→ RECORDS SHOWN
· · · ·

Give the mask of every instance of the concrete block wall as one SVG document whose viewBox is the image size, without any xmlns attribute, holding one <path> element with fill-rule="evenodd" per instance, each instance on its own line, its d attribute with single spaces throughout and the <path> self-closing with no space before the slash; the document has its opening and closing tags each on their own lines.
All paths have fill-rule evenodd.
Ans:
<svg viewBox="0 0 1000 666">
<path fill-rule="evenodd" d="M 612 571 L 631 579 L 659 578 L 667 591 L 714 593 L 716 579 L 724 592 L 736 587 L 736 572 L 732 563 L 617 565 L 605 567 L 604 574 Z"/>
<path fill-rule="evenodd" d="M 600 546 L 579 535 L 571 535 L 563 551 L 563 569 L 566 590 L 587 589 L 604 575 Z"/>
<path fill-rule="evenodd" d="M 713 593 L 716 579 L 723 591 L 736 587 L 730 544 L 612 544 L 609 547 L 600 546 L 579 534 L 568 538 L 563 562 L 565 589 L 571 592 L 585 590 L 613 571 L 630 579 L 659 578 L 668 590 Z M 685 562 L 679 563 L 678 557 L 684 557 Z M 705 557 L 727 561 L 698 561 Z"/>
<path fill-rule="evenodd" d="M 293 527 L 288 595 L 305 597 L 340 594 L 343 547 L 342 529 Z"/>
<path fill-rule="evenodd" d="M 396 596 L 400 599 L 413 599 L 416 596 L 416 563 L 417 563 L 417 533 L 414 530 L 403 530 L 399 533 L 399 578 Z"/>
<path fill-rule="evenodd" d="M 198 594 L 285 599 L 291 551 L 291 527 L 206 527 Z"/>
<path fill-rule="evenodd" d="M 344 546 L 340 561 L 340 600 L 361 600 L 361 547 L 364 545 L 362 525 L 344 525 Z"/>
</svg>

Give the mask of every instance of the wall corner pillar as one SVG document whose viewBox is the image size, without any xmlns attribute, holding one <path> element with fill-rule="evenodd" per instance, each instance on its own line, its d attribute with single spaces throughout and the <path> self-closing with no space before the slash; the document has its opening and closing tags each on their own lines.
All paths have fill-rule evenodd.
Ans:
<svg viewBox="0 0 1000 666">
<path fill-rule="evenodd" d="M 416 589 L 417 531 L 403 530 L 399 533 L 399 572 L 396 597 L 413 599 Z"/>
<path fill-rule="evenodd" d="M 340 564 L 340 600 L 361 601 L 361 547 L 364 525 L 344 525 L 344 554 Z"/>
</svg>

· · · ·

→ YOUR TASK
For this exercise, all the data must be repeated exactly.

→ REPLY TO THE TASK
Give the mask of every instance of the concrete block wall as one SVG document whose viewBox is the image size, without any xmlns attribute, holding one <path> element with fill-rule="evenodd" per instance, each instance on its own line, its d attribute with single spaces throughout and the <path> self-closing with no space before the slash; the document has its opening and closing tags each on their own lines.
All paths have fill-rule evenodd.
Ans:
<svg viewBox="0 0 1000 666">
<path fill-rule="evenodd" d="M 612 571 L 631 579 L 659 578 L 667 591 L 714 593 L 716 579 L 724 592 L 736 587 L 736 572 L 732 563 L 617 565 L 605 567 L 604 574 Z"/>
<path fill-rule="evenodd" d="M 600 546 L 579 535 L 571 535 L 563 551 L 563 569 L 566 590 L 587 589 L 604 575 Z"/>
<path fill-rule="evenodd" d="M 713 593 L 716 579 L 723 591 L 736 587 L 730 544 L 612 544 L 609 547 L 600 546 L 579 534 L 568 538 L 563 562 L 565 589 L 571 592 L 585 590 L 613 571 L 630 579 L 659 578 L 668 590 Z M 685 562 L 679 563 L 678 557 L 684 557 Z M 705 557 L 727 561 L 698 561 Z"/>
<path fill-rule="evenodd" d="M 293 527 L 288 595 L 305 597 L 340 594 L 343 547 L 342 529 Z"/>
<path fill-rule="evenodd" d="M 396 596 L 400 599 L 413 599 L 416 596 L 416 563 L 417 563 L 417 533 L 414 530 L 403 530 L 399 533 L 399 578 Z"/>
<path fill-rule="evenodd" d="M 198 594 L 285 599 L 291 551 L 291 527 L 206 527 Z"/>
<path fill-rule="evenodd" d="M 344 546 L 340 561 L 340 600 L 361 600 L 361 547 L 364 545 L 362 525 L 344 525 Z"/>
</svg>

Give the mask of every instance of the wall corner pillar as one SVG document whose viewBox is the image size, without any xmlns attribute, holding one <path> element with fill-rule="evenodd" per instance, each instance on its own line, its d attribute with single spaces throughout and the <path> self-closing with no space before the slash; the document has its opening and closing tags each on their own lines.
All paths have fill-rule evenodd.
Ans:
<svg viewBox="0 0 1000 666">
<path fill-rule="evenodd" d="M 416 589 L 417 531 L 403 530 L 399 533 L 399 572 L 396 597 L 413 599 Z"/>
<path fill-rule="evenodd" d="M 340 564 L 340 600 L 361 601 L 361 547 L 364 525 L 344 525 L 344 554 Z"/>
</svg>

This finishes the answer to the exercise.